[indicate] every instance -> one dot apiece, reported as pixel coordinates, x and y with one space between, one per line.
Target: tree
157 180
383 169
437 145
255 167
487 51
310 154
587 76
-------
What the task requires:
Each record must be repeated exactly as it appears above.

Solution:
[indicate] every instance -> one dot apiece, reported as pixel coordinates, x and y with one space between, one per line.
Target: tree
157 180
383 169
437 145
255 167
487 51
310 154
587 76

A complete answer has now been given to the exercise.